*TASK 1*
In the forum thread on bluegrass singing, rewrite the stretch from "Realistically, singing starts" through "to sing better." with "choir directors" swapped out for "music directors".
*TASK 2*
Copy the listing from the line that contains "Question: In the picture above, for every instance of the stone" through the line that contains "[(154, 71)]", requests included. Multiply every coordinate in the answers by 1.2 and round to whole numbers, with halves rounding up.

*SOURCE TEXT*
◇ ◇ ◇ ◇ ◇

Please note this is an archived topic, so it is locked and unable to be replied to. You may, however, start a new topic and refer to this topic with a link: http://www.banjohangout.org/archive/296386

danbrun - Posted - 12/20/2014:  09:19:36


I'm looking for an instructor who can help me sing better bluegrass, and work on that "high lonesome" Bill Monroe sound. If you know of a good instructor please let me know. Or, maybe there's a website which has helped you out along the way.



Anything you can offer to help my vocal technique would be great.



Edited by - Lynne on 12/20/2014 10:34:48

drbluegrass - Posted - 12/20/2014:  09:24:39


Great post. Been wondering the same thing.

eagleisland - Posted - 12/20/2014:  09:51:04


Dan, you'd probably get better results if you mentioned where you're looking for a voice help.



Realistically, singing starts with breathing - learning how to do that properly is essential. There are also exercises that help develop range and precision. Realistically, you don't necessarily need a bluegrass singer to teach you those things - any good vocal coach can help you develop those skills, and from there it's a matter of timing and inflection (which you can learn by listening to the greats).



So I'd just be looking in your area for a good voice teacher, style unimportant. Hint: if there are no vocal coaches easy to find in your area, you might try looking at the choir directors at local churches. Those folks almost invariably know how to get people to sing better.

◇ ◇ ◇ ◇ ◇

*INPUT*
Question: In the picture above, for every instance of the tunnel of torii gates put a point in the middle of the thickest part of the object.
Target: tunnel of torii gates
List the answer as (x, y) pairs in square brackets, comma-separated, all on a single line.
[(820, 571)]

◇ ◇ ◇ ◇ ◇

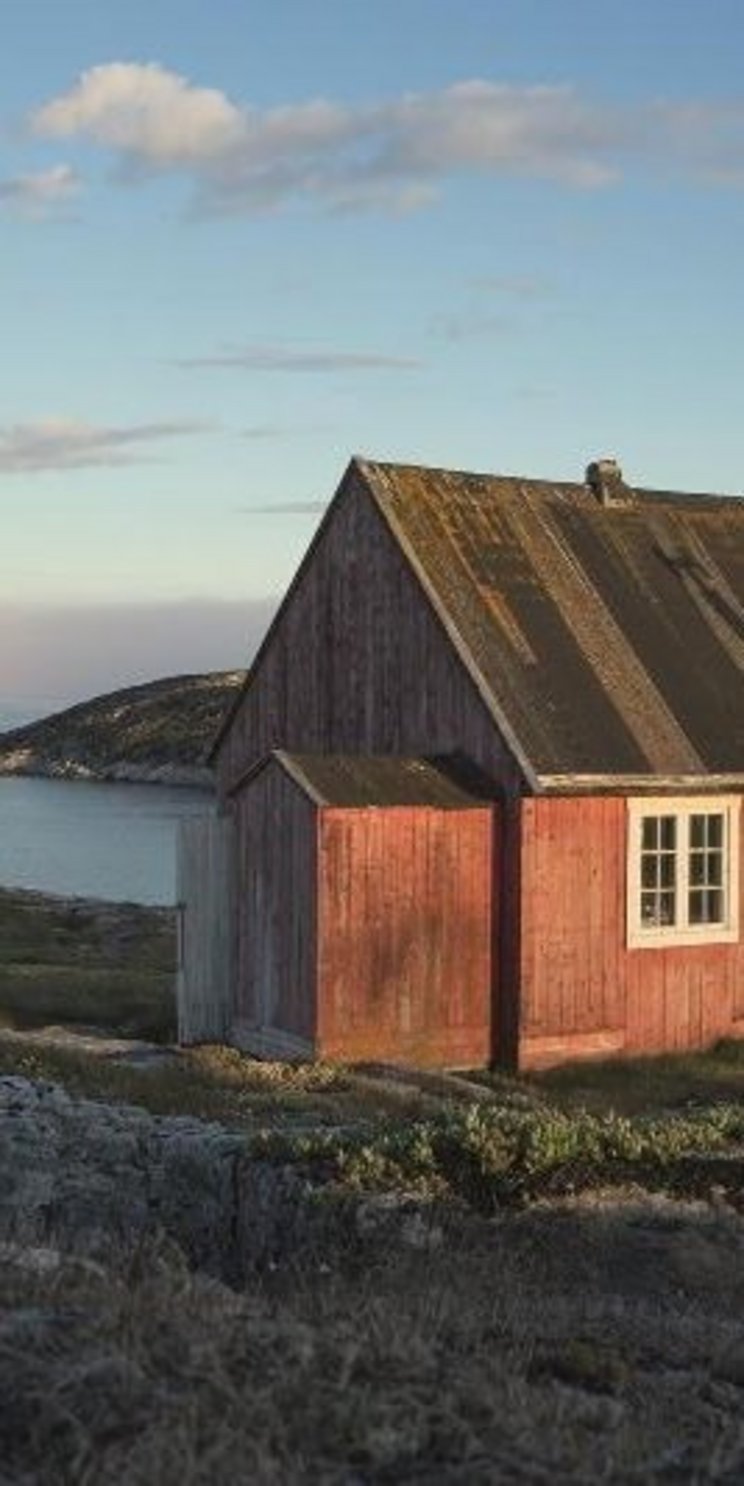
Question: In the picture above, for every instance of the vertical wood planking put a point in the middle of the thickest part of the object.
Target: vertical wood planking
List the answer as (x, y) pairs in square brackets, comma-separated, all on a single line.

◇ ◇ ◇ ◇ ◇

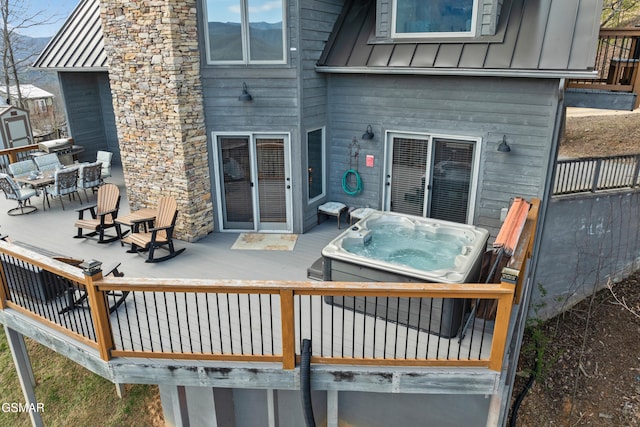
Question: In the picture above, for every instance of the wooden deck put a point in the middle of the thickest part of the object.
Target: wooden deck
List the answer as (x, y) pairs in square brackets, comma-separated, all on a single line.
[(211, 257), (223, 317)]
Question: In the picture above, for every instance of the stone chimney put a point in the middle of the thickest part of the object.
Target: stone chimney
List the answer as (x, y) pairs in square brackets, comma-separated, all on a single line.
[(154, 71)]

◇ ◇ ◇ ◇ ◇

*EXERCISE RESULT 1*
Realistically, singing starts with breathing - learning how to do that properly is essential. There are also exercises that help develop range and precision. Realistically, you don't necessarily need a bluegrass singer to teach you those things - any good vocal coach can help you develop those skills, and from there it's a matter of timing and inflection (which you can learn by listening to the greats).



So I'd just be looking in your area for a good voice teacher, style unimportant. Hint: if there are no vocal coaches easy to find in your area, you might try looking at the music directors at local churches. Those folks almost invariably know how to get people to sing better.

*EXERCISE RESULT 2*
Question: In the picture above, for every instance of the stone chimney put a point in the middle of the thickest part of the object.
Target: stone chimney
List the answer as (x, y) pairs in square brackets, comma-separated, all on a single line.
[(185, 85)]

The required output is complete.